*** Provided records ***

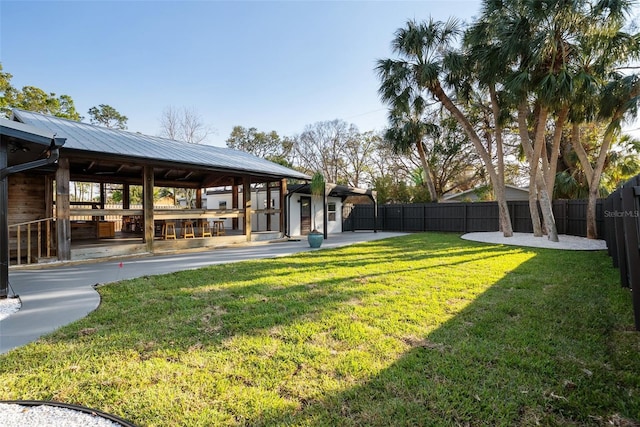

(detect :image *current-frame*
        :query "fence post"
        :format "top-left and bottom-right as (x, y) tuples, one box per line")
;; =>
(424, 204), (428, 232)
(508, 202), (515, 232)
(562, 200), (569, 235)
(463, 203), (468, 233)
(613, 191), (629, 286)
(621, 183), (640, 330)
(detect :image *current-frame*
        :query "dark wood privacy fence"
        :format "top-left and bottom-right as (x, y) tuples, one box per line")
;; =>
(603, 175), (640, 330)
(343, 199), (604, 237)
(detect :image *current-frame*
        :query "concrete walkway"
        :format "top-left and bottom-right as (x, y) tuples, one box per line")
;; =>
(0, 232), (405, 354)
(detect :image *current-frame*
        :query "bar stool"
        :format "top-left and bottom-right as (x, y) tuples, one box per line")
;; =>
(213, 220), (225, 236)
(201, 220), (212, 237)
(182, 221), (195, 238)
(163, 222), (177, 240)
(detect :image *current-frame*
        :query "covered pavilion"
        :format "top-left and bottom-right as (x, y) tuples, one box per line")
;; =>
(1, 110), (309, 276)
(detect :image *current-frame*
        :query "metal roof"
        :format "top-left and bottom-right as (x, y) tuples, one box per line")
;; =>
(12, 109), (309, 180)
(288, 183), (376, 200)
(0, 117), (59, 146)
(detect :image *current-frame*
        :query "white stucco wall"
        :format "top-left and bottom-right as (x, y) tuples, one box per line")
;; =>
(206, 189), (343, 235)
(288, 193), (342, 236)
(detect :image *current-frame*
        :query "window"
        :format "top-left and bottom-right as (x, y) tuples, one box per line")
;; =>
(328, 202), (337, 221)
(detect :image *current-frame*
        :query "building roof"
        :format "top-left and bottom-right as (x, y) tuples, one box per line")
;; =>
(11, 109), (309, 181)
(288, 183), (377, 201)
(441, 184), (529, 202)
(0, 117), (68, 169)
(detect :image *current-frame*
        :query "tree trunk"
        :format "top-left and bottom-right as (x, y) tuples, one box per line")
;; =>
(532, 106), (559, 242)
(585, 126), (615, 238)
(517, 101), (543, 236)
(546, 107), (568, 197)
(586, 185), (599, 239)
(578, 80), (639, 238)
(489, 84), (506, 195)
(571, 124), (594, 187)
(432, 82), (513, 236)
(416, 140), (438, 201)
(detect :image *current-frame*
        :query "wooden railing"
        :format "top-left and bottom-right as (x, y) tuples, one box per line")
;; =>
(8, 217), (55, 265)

*** End of Provided records ***

* Instructions for the task
Lines in the material above that include the string "fence" should be listed.

* Output for this exercise
        :query "fence post"
        :query "dark wood privacy fence"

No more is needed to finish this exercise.